### Prompt:
Continue the passage on the role of health insurance brokers under health care reform, picking up after its final sentence.

--- Selected text ---

When an industry is being remade, as is arguably happening with America’s health insurance system over the next four years thanks to the Patient Protection and Affordable Care Act, there comes a time when every participant in the current system needs to step back and ask “What’s my role? What value do I add?” Employers, carriers, brokers, government agencies, all need to examine their place in the system, both as it exists today and as it will exist in the future.
There’s a sometimes heated discussion going on in the comment section of this blog concerning the future of brokers. In the past few posts we’ve seen some argue that the value brokers bring to the table will be ignored and the profession will disappear. There have been equally passionate comments explaining why brokers are likely to do well in the new world of health care coverage. (Readers of this blog know I believe professional health insurance brokers will play an important role in the post-health care reform world).
In his comment, reader Scott summarized the value of brokers and why the good ones will continue to play an important role in the future. “Agents and Brokers, please stop talking about how hard or easy it will be to buy health insurance once the exchanges come, because that is not what we do, and that is not what we get paid to do. If it was, we would get a one time fee for the sale and then we would disappear and move on to the next person. We get paid to service the group and to provide this service ongoing. If we don’t, we get replaced, by someone who will. That is what we do. I am not worried.”

--- Data extract ---

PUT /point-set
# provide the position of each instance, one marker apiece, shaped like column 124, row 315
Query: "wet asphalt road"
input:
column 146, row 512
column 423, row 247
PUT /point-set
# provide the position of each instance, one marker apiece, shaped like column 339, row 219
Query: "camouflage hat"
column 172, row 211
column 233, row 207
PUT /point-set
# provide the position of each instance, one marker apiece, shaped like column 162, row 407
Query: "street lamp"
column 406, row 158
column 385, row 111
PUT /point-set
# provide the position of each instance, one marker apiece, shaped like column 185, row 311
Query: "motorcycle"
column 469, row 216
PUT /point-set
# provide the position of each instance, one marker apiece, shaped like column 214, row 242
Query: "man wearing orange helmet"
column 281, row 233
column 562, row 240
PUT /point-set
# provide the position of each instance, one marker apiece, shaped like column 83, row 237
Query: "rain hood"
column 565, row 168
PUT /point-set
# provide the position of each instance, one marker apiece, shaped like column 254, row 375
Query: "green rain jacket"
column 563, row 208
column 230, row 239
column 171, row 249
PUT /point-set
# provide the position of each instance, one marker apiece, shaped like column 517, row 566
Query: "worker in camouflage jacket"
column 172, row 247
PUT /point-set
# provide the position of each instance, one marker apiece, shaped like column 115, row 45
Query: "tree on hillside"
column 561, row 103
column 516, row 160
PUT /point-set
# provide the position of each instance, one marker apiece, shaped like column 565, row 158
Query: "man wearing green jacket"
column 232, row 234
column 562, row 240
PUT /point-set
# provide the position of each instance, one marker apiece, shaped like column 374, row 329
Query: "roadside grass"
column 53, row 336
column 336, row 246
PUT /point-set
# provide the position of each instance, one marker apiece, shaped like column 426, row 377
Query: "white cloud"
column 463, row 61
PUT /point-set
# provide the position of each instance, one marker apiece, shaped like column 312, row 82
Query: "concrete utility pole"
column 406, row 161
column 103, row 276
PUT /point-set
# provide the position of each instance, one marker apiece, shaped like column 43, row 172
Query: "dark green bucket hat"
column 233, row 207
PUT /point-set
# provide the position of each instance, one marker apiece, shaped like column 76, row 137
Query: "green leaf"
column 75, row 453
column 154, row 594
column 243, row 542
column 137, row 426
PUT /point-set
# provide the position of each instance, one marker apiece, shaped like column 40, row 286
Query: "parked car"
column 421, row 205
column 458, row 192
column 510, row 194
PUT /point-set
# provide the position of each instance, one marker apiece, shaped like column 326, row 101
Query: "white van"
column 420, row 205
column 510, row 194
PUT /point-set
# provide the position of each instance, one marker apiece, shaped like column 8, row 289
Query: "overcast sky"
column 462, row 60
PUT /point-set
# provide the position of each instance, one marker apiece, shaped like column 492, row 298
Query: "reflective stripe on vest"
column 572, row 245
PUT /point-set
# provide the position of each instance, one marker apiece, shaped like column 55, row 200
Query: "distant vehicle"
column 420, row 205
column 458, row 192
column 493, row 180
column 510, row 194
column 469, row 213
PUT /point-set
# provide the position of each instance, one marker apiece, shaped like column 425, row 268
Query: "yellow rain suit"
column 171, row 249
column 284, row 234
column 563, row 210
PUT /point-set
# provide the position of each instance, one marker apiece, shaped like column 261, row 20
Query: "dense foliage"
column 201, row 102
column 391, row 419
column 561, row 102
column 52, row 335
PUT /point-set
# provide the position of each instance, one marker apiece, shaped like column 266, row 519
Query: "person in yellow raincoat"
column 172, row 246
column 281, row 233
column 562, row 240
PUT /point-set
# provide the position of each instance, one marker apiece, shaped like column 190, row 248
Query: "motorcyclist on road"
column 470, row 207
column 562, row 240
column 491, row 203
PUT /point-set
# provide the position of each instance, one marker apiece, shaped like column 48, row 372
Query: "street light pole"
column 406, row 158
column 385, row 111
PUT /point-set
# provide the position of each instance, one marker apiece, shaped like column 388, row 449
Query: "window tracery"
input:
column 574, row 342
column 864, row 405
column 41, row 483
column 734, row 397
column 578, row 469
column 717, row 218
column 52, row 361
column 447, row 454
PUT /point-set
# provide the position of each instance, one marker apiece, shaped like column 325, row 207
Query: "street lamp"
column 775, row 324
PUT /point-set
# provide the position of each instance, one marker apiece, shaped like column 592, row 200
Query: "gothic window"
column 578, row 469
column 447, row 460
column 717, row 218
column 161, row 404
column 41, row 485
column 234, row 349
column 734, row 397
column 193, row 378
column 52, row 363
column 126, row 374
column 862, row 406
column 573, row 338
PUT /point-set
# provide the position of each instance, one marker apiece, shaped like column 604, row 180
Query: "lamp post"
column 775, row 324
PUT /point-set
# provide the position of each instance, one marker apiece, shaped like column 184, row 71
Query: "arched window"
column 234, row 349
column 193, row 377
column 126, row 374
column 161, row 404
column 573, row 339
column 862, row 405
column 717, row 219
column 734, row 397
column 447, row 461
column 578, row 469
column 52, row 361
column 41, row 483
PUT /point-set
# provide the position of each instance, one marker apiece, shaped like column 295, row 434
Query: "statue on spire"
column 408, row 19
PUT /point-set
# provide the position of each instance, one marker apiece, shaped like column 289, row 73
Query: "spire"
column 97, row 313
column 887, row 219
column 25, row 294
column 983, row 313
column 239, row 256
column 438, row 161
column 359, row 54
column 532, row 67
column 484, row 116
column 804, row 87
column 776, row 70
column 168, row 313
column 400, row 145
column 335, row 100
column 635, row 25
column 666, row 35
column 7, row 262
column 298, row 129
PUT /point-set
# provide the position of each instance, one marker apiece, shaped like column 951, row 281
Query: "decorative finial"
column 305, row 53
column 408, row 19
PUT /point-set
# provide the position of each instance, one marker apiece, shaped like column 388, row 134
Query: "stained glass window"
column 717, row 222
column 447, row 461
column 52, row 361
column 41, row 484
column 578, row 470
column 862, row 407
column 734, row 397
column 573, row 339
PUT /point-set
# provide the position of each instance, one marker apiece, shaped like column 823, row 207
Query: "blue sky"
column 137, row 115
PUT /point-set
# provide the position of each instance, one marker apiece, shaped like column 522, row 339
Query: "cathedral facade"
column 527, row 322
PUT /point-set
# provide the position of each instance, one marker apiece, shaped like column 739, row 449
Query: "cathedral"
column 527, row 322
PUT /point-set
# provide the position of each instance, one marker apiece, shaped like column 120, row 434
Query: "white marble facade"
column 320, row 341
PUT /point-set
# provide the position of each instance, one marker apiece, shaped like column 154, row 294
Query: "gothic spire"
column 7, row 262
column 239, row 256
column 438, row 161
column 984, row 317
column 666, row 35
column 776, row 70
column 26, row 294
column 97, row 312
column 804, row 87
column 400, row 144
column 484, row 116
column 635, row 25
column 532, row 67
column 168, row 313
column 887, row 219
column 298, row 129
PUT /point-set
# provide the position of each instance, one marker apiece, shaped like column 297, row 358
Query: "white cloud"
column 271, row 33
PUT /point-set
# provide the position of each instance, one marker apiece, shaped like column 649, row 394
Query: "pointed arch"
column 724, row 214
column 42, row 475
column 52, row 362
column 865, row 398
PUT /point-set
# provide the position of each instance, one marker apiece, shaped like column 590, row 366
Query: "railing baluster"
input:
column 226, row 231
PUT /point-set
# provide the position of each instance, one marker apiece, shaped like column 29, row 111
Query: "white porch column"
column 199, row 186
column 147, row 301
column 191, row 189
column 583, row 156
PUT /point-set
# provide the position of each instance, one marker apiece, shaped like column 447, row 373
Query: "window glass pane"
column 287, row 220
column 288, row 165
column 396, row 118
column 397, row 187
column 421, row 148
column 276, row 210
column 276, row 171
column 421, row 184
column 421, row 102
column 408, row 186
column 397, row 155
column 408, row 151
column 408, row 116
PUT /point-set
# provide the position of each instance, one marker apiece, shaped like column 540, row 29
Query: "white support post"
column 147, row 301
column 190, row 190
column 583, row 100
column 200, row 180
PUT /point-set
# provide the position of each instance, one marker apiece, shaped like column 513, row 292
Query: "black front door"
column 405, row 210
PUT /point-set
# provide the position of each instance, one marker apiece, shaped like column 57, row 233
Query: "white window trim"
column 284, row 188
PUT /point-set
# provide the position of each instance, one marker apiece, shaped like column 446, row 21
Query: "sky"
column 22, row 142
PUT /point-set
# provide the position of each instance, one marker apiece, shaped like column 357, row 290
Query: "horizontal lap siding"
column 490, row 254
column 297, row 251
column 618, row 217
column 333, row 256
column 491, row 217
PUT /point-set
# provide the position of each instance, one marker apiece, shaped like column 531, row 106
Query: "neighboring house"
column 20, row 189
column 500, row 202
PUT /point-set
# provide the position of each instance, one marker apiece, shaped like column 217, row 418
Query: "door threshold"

---

### Response for this exercise:
The debate over the value brokers add to the system and their chances of survival will continue. And brokers will need to work hard at both the state and national level to make sure decision makers understand this value. But they’re not the only players in the system who need to justify their existence. So do health insurance companies.
Ask most insurance executives to list their contribution to America’s health care system and high somewhere in the top two or three will be “we lower the cost of health care in this country.” Then take a look at virtually every rate increase letter sent by carriers in this country. In justifying the premium hike they all cite skyrocketing health care costs. And they’re right. Medical inflation greatly outpaces general inflation. Over the past year the buying power of $1,000 in 2000 requires $1,285 in 2010. Except for medical care, what $1,000 purchased in 2000 now takes $1,500. That’s a 75 percent difference.
But being right doesn’t clarify carriers’ value. Consumers, and the officials they elect are, are confused – and no wonder. If one of the key reasons insurers exist is to manage the cost of health care they’re not doing a very good job of it. (To be fair, medical costs would likely be significantly higher if health plans were not negotiating reductions. Compare the “allowed” charge on virtually any insurer’s explanation of benefit against the providers actual charges and you’ll see a huge discount – often more than 50%. Negotiating these price reductions lowers the cost of health care not just for that particular insured, but for the system as a whole – less the amount of the discount the provider shifts to other payers).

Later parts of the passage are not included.